[TASK STATEMENT]:
What is needed is an exact copy of every record.

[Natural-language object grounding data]
----------------------------------------

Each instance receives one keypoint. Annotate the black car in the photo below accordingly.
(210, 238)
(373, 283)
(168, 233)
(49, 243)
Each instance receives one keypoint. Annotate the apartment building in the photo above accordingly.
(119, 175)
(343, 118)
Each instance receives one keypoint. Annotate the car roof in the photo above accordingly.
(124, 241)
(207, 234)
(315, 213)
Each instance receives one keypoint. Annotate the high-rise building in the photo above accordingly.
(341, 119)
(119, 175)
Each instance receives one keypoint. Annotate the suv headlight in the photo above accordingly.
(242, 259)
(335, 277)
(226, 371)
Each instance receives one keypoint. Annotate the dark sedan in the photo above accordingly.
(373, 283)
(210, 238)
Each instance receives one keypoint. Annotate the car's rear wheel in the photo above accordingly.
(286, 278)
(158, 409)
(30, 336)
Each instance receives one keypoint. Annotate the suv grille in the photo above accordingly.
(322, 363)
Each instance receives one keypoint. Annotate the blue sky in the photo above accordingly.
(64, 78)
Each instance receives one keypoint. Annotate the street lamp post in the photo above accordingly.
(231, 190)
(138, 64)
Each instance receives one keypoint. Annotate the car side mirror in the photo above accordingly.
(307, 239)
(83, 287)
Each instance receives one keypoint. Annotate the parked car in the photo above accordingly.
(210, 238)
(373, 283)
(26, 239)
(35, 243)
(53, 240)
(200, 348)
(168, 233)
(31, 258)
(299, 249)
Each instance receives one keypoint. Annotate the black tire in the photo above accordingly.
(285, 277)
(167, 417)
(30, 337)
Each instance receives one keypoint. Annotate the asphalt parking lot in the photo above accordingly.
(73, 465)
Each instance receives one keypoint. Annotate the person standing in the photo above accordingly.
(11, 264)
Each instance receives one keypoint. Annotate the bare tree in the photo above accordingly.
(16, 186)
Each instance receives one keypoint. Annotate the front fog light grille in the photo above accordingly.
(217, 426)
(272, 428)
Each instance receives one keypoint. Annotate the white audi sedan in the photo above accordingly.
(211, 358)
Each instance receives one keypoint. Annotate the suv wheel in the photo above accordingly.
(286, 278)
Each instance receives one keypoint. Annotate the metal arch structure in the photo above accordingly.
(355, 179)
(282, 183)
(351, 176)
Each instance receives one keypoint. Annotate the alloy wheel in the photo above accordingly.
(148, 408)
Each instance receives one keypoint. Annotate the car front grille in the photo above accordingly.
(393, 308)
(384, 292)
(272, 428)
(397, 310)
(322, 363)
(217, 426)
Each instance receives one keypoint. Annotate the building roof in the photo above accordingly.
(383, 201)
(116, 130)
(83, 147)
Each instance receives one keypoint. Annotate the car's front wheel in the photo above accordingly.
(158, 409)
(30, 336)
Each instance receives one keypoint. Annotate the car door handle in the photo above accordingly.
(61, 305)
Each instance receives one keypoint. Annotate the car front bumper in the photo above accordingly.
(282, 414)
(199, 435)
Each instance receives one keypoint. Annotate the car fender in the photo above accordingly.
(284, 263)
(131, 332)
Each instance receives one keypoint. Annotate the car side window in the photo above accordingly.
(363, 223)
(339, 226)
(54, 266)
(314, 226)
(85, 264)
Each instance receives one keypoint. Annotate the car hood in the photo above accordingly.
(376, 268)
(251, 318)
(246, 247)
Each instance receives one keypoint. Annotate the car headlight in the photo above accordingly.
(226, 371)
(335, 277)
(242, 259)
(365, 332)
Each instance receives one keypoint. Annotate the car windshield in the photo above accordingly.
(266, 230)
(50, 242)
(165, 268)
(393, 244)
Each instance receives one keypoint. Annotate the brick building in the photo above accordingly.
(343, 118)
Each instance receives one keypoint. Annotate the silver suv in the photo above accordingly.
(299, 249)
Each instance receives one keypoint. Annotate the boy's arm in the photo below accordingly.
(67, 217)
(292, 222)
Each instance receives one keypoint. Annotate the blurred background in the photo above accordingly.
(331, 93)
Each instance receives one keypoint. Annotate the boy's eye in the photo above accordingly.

----------------------------------------

[SOLUTION FOR THIS PROBLEM]:
Each instance receives one keypoint. Annotate the black car in the photo below accordingly.
(210, 238)
(373, 283)
(168, 233)
(49, 243)
Each instance receives one keypoint. Annotate the apartment building in the photo above accordingly.
(119, 175)
(343, 118)
Each instance receives one keypoint. Annotate the car roof in the photo above accordingly.
(124, 241)
(207, 234)
(315, 213)
Each instance receives one keypoint. Annotate the high-rise building in the photo above accordingly.
(341, 119)
(119, 175)
Each instance receives one keypoint. Annotate the suv headlight in the photo above accordingly.
(242, 259)
(335, 277)
(226, 371)
Each instance receives one keypoint. Annotate the dark sedan in the photo above accordingly.
(373, 283)
(210, 238)
Each instance receives one keypoint. Annotate the car's rear wheel in the photo above accordingly.
(286, 278)
(158, 409)
(30, 336)
Each instance receives one keypoint. Annotate the suv grille in the photo above accordingly.
(322, 363)
Each instance receives one keypoint. Annotate the blue sky in the photo above accordingly.
(64, 78)
Each instance receives one keypoint. Annotate the street lamp post in the photo above accordingly.
(231, 190)
(138, 64)
Each instance receives one keypoint. Annotate the car side mirror in the photo above accordingly.
(307, 239)
(83, 287)
Each instance receives one keypoint. Annotate the parked car in the photo above accordingly.
(210, 238)
(373, 283)
(26, 239)
(35, 243)
(53, 240)
(200, 348)
(168, 233)
(31, 258)
(299, 249)
Each instance receives one keypoint. Annotate the black tire in the photo above accordingly.
(285, 277)
(167, 417)
(30, 337)
Each instance receives one keypoint. Annotate the asphalt parking lot in the photo above accordingly.
(73, 465)
Each instance receives one keypoint. Annotate the person standing in the photo above accordingly.
(11, 264)
Each instance receives one keypoint. Annotate the bare tree in the photo above accordingly.
(16, 186)
Each instance receives one keypoint. Annotate the front fog light grille in the photo above accordingly.
(217, 426)
(272, 428)
Each instance receives one keypoint. Annotate the white audi sedan in the photo above accordingly.
(211, 358)
Each instance receives one keypoint. Annotate the suv wheel in the photo above accordingly.
(286, 278)
Each instance receives one keypoint. Annotate the metal arch structure in the photo above accordingly.
(355, 179)
(282, 183)
(351, 176)
Each instance receives one keypoint. Annotate the alloy wheel in the photo above accordingly.
(148, 408)
Each instance receives one keypoint. Annotate the car front grille in the photo above accordingly.
(393, 308)
(384, 292)
(272, 428)
(397, 310)
(322, 363)
(217, 426)
Each instance receives one keypoint. Annotate the building roof in the photo above accordingly.
(383, 201)
(116, 130)
(83, 147)
Each instance receives one keypoint. Annotate the car's front wheel in the photo above accordingly.
(158, 409)
(30, 336)
Each instance receives one keypoint. Annotate the car door handle in the photo above accordingly.
(61, 305)
Each instance receives one keypoint. Annotate the car front bumper in the photo above accordingly.
(282, 414)
(199, 435)
Each instance receives one keypoint. Annotate the car fender in the photo above accordingly.
(284, 263)
(131, 332)
Each instance receives one keypoint. Annotate the car side window in the photo above accordingly.
(363, 223)
(339, 226)
(54, 266)
(314, 226)
(85, 264)
Each instance receives one keypoint. Annotate the car hood in the photo above accordingly.
(376, 268)
(251, 318)
(246, 247)
Each instance receives one keypoint. Annotate the car headlight in the photo above accordingly.
(226, 371)
(335, 277)
(242, 259)
(365, 332)
Each instance receives one keypoint. Annotate the car windshield in the photo above accordingly.
(266, 230)
(50, 242)
(165, 268)
(393, 244)
Each instance receives one keypoint. Annotate the brick building in the photo above accordingly.
(343, 118)
Each instance receives one keypoint. Annotate the silver suv in the photo above accordingly.
(299, 249)
Each instance receives one keypoint. Annotate the boy's arm in the photo below accordingly.
(67, 217)
(292, 222)
Each instance receives one keypoint. Annotate the blurred background in the photo above accordingly.
(331, 93)
Each instance receives one keypoint. Annotate the boy's eye in the photo above accordingly.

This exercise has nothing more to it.